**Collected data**

########

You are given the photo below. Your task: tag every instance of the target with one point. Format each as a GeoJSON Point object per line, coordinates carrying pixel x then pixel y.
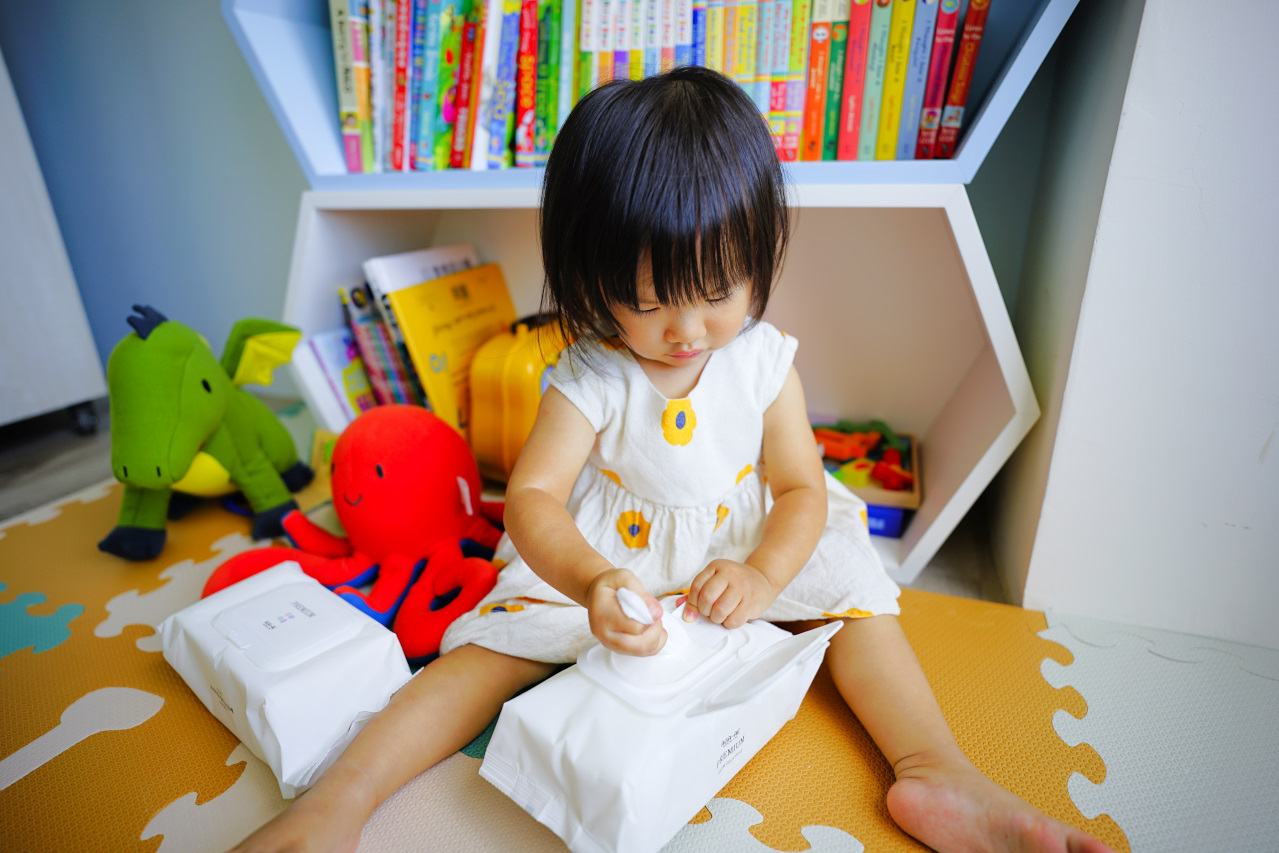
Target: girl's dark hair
{"type": "Point", "coordinates": [678, 170]}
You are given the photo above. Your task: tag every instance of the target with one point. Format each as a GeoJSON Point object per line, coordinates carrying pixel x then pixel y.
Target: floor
{"type": "Point", "coordinates": [44, 458]}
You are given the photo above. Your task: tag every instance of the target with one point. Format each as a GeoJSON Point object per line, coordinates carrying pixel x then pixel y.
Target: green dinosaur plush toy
{"type": "Point", "coordinates": [182, 427]}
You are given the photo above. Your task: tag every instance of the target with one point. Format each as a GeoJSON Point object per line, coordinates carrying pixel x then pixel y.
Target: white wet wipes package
{"type": "Point", "coordinates": [619, 752]}
{"type": "Point", "coordinates": [288, 666]}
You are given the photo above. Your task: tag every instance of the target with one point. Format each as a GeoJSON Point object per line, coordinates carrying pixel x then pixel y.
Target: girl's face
{"type": "Point", "coordinates": [681, 335]}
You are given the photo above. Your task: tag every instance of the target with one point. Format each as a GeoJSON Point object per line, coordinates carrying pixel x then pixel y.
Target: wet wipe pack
{"type": "Point", "coordinates": [288, 666]}
{"type": "Point", "coordinates": [619, 752]}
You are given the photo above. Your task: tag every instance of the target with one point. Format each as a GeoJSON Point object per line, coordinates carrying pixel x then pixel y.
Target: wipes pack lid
{"type": "Point", "coordinates": [288, 624]}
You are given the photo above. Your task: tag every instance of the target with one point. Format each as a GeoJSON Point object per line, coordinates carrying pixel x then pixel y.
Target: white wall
{"type": "Point", "coordinates": [1160, 491]}
{"type": "Point", "coordinates": [170, 179]}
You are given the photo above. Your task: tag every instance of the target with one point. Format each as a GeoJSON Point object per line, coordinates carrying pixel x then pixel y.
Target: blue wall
{"type": "Point", "coordinates": [172, 182]}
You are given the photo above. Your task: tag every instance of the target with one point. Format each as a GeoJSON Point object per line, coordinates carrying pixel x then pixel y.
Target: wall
{"type": "Point", "coordinates": [170, 179]}
{"type": "Point", "coordinates": [1156, 459]}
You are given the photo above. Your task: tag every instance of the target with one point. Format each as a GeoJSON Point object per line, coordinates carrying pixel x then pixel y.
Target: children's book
{"type": "Point", "coordinates": [388, 374]}
{"type": "Point", "coordinates": [819, 65]}
{"type": "Point", "coordinates": [855, 78]}
{"type": "Point", "coordinates": [966, 58]}
{"type": "Point", "coordinates": [466, 81]}
{"type": "Point", "coordinates": [766, 15]}
{"type": "Point", "coordinates": [569, 39]}
{"type": "Point", "coordinates": [360, 64]}
{"type": "Point", "coordinates": [700, 32]}
{"type": "Point", "coordinates": [780, 69]}
{"type": "Point", "coordinates": [400, 106]}
{"type": "Point", "coordinates": [348, 104]}
{"type": "Point", "coordinates": [835, 79]}
{"type": "Point", "coordinates": [715, 35]}
{"type": "Point", "coordinates": [683, 32]}
{"type": "Point", "coordinates": [872, 92]}
{"type": "Point", "coordinates": [894, 78]}
{"type": "Point", "coordinates": [444, 322]}
{"type": "Point", "coordinates": [339, 359]}
{"type": "Point", "coordinates": [916, 77]}
{"type": "Point", "coordinates": [797, 79]}
{"type": "Point", "coordinates": [427, 87]}
{"type": "Point", "coordinates": [502, 123]}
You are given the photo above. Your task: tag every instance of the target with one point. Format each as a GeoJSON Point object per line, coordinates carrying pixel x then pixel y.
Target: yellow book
{"type": "Point", "coordinates": [444, 321]}
{"type": "Point", "coordinates": [894, 78]}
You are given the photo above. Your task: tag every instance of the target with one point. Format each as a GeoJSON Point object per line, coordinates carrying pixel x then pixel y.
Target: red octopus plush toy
{"type": "Point", "coordinates": [406, 489]}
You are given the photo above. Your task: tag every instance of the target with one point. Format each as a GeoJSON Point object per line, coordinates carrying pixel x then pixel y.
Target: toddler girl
{"type": "Point", "coordinates": [672, 454]}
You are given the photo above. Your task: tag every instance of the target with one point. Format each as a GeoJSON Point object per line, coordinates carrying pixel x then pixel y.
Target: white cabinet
{"type": "Point", "coordinates": [47, 358]}
{"type": "Point", "coordinates": [888, 284]}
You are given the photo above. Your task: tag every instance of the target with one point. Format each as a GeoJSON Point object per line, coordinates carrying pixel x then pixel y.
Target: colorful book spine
{"type": "Point", "coordinates": [622, 40]}
{"type": "Point", "coordinates": [855, 78]}
{"type": "Point", "coordinates": [466, 82]}
{"type": "Point", "coordinates": [605, 62]}
{"type": "Point", "coordinates": [360, 67]}
{"type": "Point", "coordinates": [569, 37]}
{"type": "Point", "coordinates": [819, 65]}
{"type": "Point", "coordinates": [797, 79]}
{"type": "Point", "coordinates": [416, 81]}
{"type": "Point", "coordinates": [966, 58]}
{"type": "Point", "coordinates": [766, 14]}
{"type": "Point", "coordinates": [872, 92]}
{"type": "Point", "coordinates": [715, 35]}
{"type": "Point", "coordinates": [835, 79]}
{"type": "Point", "coordinates": [700, 32]}
{"type": "Point", "coordinates": [916, 77]}
{"type": "Point", "coordinates": [423, 134]}
{"type": "Point", "coordinates": [526, 83]}
{"type": "Point", "coordinates": [668, 33]}
{"type": "Point", "coordinates": [548, 79]}
{"type": "Point", "coordinates": [377, 79]}
{"type": "Point", "coordinates": [400, 106]}
{"type": "Point", "coordinates": [638, 36]}
{"type": "Point", "coordinates": [587, 65]}
{"type": "Point", "coordinates": [348, 104]}
{"type": "Point", "coordinates": [503, 122]}
{"type": "Point", "coordinates": [652, 37]}
{"type": "Point", "coordinates": [894, 78]}
{"type": "Point", "coordinates": [683, 32]}
{"type": "Point", "coordinates": [780, 68]}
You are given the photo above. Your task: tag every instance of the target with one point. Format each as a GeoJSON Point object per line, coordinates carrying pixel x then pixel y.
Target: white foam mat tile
{"type": "Point", "coordinates": [1187, 727]}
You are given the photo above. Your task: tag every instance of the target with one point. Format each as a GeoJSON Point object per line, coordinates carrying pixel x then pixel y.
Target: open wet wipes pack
{"type": "Point", "coordinates": [288, 666]}
{"type": "Point", "coordinates": [618, 752]}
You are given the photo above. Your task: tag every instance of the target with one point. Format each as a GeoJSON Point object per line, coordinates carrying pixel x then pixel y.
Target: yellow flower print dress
{"type": "Point", "coordinates": [672, 485]}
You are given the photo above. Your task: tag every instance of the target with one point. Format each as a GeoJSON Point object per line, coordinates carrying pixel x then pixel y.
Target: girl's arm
{"type": "Point", "coordinates": [730, 594]}
{"type": "Point", "coordinates": [549, 541]}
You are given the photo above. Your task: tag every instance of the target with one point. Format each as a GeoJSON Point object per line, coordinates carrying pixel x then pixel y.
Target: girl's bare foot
{"type": "Point", "coordinates": [950, 806]}
{"type": "Point", "coordinates": [326, 819]}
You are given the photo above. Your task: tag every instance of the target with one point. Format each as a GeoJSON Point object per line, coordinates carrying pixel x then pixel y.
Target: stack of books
{"type": "Point", "coordinates": [426, 85]}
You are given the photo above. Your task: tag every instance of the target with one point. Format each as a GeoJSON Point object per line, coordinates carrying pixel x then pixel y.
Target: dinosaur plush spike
{"type": "Point", "coordinates": [180, 425]}
{"type": "Point", "coordinates": [147, 321]}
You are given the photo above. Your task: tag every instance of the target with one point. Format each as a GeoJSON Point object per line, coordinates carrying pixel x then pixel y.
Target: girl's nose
{"type": "Point", "coordinates": [686, 328]}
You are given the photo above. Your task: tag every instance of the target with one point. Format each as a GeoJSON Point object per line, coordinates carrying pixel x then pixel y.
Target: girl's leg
{"type": "Point", "coordinates": [939, 796]}
{"type": "Point", "coordinates": [439, 711]}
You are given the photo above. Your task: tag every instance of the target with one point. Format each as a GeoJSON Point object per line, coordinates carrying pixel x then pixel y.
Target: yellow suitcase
{"type": "Point", "coordinates": [508, 376]}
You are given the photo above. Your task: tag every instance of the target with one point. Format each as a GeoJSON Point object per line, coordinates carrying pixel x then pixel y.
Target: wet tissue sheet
{"type": "Point", "coordinates": [618, 753]}
{"type": "Point", "coordinates": [288, 666]}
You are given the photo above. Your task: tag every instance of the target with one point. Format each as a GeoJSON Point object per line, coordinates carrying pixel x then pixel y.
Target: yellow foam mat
{"type": "Point", "coordinates": [102, 792]}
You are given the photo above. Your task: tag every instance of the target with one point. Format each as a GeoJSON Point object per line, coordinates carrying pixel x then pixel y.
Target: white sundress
{"type": "Point", "coordinates": [669, 486]}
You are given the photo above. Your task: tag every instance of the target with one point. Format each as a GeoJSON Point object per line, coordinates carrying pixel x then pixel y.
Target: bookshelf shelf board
{"type": "Point", "coordinates": [938, 359]}
{"type": "Point", "coordinates": [289, 50]}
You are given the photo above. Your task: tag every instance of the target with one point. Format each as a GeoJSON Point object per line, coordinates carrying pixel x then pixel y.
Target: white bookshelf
{"type": "Point", "coordinates": [888, 284]}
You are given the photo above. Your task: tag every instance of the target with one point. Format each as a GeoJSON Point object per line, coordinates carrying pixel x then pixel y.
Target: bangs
{"type": "Point", "coordinates": [675, 174]}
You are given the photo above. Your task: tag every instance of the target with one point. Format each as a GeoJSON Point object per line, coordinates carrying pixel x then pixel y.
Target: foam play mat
{"type": "Point", "coordinates": [104, 747]}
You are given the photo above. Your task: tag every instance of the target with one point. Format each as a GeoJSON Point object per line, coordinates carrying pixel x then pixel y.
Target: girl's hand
{"type": "Point", "coordinates": [729, 594]}
{"type": "Point", "coordinates": [614, 628]}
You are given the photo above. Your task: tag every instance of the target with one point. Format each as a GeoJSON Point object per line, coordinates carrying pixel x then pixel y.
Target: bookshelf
{"type": "Point", "coordinates": [904, 322]}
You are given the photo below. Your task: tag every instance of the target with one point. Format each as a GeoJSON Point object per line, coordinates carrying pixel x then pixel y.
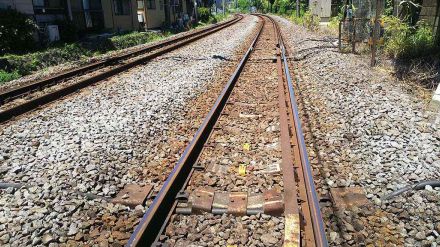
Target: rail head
{"type": "Point", "coordinates": [157, 216]}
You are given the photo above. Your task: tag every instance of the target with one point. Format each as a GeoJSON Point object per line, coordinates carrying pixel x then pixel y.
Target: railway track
{"type": "Point", "coordinates": [245, 178]}
{"type": "Point", "coordinates": [19, 100]}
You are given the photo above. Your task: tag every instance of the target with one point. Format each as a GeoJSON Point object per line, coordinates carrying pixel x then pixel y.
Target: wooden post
{"type": "Point", "coordinates": [376, 30]}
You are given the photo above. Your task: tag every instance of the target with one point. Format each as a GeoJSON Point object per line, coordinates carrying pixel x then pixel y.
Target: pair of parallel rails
{"type": "Point", "coordinates": [303, 221]}
{"type": "Point", "coordinates": [304, 226]}
{"type": "Point", "coordinates": [95, 72]}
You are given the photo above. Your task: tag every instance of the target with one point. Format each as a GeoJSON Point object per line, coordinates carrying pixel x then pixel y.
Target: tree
{"type": "Point", "coordinates": [271, 2]}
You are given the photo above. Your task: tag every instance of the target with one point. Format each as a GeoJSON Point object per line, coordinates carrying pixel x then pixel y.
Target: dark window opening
{"type": "Point", "coordinates": [151, 4]}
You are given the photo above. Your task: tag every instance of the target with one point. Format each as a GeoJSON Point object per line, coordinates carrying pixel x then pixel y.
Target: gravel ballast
{"type": "Point", "coordinates": [97, 141]}
{"type": "Point", "coordinates": [365, 129]}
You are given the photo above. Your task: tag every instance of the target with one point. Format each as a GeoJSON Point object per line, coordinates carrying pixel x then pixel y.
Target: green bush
{"type": "Point", "coordinates": [404, 41]}
{"type": "Point", "coordinates": [16, 32]}
{"type": "Point", "coordinates": [6, 76]}
{"type": "Point", "coordinates": [311, 21]}
{"type": "Point", "coordinates": [307, 20]}
{"type": "Point", "coordinates": [204, 14]}
{"type": "Point", "coordinates": [25, 64]}
{"type": "Point", "coordinates": [14, 66]}
{"type": "Point", "coordinates": [132, 39]}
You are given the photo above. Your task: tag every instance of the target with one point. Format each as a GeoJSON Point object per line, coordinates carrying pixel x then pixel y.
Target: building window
{"type": "Point", "coordinates": [122, 7]}
{"type": "Point", "coordinates": [151, 4]}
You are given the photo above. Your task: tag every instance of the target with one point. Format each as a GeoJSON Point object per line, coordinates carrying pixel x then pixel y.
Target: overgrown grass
{"type": "Point", "coordinates": [15, 66]}
{"type": "Point", "coordinates": [404, 42]}
{"type": "Point", "coordinates": [8, 76]}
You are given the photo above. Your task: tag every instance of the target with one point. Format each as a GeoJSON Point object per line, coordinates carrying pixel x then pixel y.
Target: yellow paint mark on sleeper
{"type": "Point", "coordinates": [246, 147]}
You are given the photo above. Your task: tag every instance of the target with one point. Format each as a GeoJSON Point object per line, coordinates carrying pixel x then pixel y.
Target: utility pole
{"type": "Point", "coordinates": [376, 30]}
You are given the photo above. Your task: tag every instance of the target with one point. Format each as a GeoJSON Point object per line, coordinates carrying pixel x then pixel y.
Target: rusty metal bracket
{"type": "Point", "coordinates": [202, 200]}
{"type": "Point", "coordinates": [273, 203]}
{"type": "Point", "coordinates": [237, 203]}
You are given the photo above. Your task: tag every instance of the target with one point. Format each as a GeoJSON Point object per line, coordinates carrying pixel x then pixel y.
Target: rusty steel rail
{"type": "Point", "coordinates": [119, 66]}
{"type": "Point", "coordinates": [312, 225]}
{"type": "Point", "coordinates": [156, 218]}
{"type": "Point", "coordinates": [303, 226]}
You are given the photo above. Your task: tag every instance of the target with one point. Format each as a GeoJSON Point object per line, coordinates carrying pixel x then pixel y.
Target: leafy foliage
{"type": "Point", "coordinates": [405, 41]}
{"type": "Point", "coordinates": [14, 66]}
{"type": "Point", "coordinates": [6, 76]}
{"type": "Point", "coordinates": [204, 14]}
{"type": "Point", "coordinates": [16, 32]}
{"type": "Point", "coordinates": [132, 39]}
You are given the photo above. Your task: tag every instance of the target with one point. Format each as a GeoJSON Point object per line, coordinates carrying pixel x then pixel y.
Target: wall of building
{"type": "Point", "coordinates": [321, 8]}
{"type": "Point", "coordinates": [120, 22]}
{"type": "Point", "coordinates": [155, 18]}
{"type": "Point", "coordinates": [23, 6]}
{"type": "Point", "coordinates": [429, 11]}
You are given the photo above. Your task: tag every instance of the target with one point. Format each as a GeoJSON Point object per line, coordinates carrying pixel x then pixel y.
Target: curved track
{"type": "Point", "coordinates": [13, 102]}
{"type": "Point", "coordinates": [236, 129]}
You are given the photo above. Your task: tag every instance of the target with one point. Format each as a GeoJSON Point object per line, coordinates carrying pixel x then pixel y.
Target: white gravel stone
{"type": "Point", "coordinates": [367, 124]}
{"type": "Point", "coordinates": [96, 141]}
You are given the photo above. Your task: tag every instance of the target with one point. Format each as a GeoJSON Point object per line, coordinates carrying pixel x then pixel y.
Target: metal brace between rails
{"type": "Point", "coordinates": [205, 200]}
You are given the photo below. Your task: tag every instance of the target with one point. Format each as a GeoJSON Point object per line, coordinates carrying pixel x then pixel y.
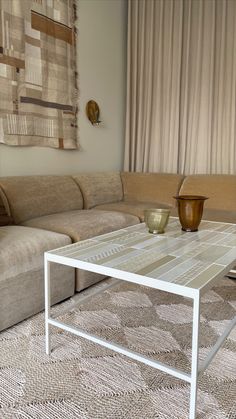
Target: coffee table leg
{"type": "Point", "coordinates": [195, 348]}
{"type": "Point", "coordinates": [47, 305]}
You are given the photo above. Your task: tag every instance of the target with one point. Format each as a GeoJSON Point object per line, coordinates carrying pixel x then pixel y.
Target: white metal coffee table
{"type": "Point", "coordinates": [185, 264]}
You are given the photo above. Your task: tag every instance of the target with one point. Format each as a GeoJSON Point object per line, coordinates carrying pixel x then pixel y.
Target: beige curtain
{"type": "Point", "coordinates": [181, 86]}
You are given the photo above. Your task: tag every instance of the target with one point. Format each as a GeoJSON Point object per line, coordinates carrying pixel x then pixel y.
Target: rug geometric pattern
{"type": "Point", "coordinates": [84, 380]}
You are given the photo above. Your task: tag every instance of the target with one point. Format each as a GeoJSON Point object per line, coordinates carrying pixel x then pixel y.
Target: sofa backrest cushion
{"type": "Point", "coordinates": [34, 196]}
{"type": "Point", "coordinates": [100, 188]}
{"type": "Point", "coordinates": [151, 187]}
{"type": "Point", "coordinates": [220, 189]}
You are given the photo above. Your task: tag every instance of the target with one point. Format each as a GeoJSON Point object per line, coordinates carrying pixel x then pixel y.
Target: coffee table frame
{"type": "Point", "coordinates": [192, 293]}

########

**EXERCISE DETAILS**
Locate each line in the listing above that contains the string "wipes", treating uppercase and lowercase as different, and copy every such line.

**EXPECTED ANSWER**
Target: white wet wipes package
Target: wipes pack lid
Target: open wet wipes pack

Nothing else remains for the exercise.